[TASK DESCRIPTION] Pick out every line in the data below that contains the word "flower". Copy each of those lines.

[EXERCISE MATERIAL]
******************************

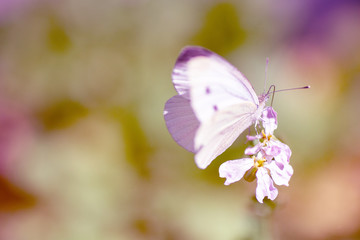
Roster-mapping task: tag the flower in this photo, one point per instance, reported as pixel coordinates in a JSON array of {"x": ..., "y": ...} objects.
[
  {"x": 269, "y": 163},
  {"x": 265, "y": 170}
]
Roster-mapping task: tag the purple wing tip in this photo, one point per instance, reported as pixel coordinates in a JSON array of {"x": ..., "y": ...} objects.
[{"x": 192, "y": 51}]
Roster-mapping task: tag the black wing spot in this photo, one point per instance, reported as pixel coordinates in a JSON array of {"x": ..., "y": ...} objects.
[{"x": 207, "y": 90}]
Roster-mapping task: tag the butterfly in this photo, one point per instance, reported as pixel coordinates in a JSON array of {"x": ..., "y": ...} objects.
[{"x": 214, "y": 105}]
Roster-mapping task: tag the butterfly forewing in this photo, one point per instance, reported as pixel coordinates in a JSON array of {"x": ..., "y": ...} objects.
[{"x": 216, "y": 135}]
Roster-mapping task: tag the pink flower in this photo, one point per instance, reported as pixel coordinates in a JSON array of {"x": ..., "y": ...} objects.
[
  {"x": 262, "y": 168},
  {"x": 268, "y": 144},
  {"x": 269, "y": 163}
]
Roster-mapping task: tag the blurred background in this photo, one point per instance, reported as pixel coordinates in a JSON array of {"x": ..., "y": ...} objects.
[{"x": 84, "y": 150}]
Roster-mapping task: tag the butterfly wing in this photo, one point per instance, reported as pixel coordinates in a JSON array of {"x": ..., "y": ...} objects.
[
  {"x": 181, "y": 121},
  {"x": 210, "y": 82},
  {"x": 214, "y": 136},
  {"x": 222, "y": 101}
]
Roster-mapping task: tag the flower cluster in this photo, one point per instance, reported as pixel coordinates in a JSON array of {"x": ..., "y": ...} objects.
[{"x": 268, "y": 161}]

******************************

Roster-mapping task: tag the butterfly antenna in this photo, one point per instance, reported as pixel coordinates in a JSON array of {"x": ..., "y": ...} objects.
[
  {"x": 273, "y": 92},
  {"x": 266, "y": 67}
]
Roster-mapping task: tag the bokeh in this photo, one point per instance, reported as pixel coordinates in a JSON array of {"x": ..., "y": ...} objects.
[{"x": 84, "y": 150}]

******************************

[REPLY TO THE EXERCISE]
Roster-mapping task: tag the flower in this photo, one point per instance, reported as pixel coordinates in a JSON array of {"x": ..., "y": ...} objects.
Roster-mapping task: tag the pink flower in this photo, one point per instance, reported as pixel coordinates in a JSON array of {"x": ..., "y": ...} objects.
Roster-mapping task: tag the flower cluster in this photo, one point per instance, reported as pixel coordinates in a JSON array of {"x": ..., "y": ...} objects.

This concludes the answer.